Render all of the data below as a Markdown table with the columns "Row" and "Line", numbering each non-blank line in order and omitting blank lines.

-------------------------

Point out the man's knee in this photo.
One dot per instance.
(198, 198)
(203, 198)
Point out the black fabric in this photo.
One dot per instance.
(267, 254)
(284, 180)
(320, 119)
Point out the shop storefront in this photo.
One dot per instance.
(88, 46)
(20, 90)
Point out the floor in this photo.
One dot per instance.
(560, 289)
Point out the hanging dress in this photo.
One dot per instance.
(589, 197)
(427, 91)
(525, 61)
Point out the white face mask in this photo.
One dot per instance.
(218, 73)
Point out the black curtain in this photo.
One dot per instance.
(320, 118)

-------------------------

(The answer):
| Row | Line |
|---|---|
| 1 | Point out the man's knee in this photo. |
| 2 | One dot per instance. |
| 3 | (198, 198) |
| 4 | (203, 198) |
| 5 | Point out the black fabric in this photo. |
| 6 | One dot per instance. |
| 7 | (267, 254) |
| 8 | (284, 180) |
| 9 | (320, 119) |
| 10 | Point out the shop storefront in this photo. |
| 11 | One dot per instance. |
| 12 | (88, 46) |
| 13 | (20, 90) |
| 14 | Point out the floor in this photo. |
| 15 | One dot per instance. |
| 16 | (560, 289) |
| 17 | Point out the hanging dress in this photo. |
| 18 | One dot per instance. |
| 19 | (589, 197) |
| 20 | (427, 91) |
| 21 | (525, 61) |
| 22 | Point out the white face mask in this photo. |
| 23 | One dot per instance. |
| 24 | (218, 73) |
| 25 | Point out the black curtain in this photo. |
| 26 | One dot per instance. |
| 27 | (320, 118) |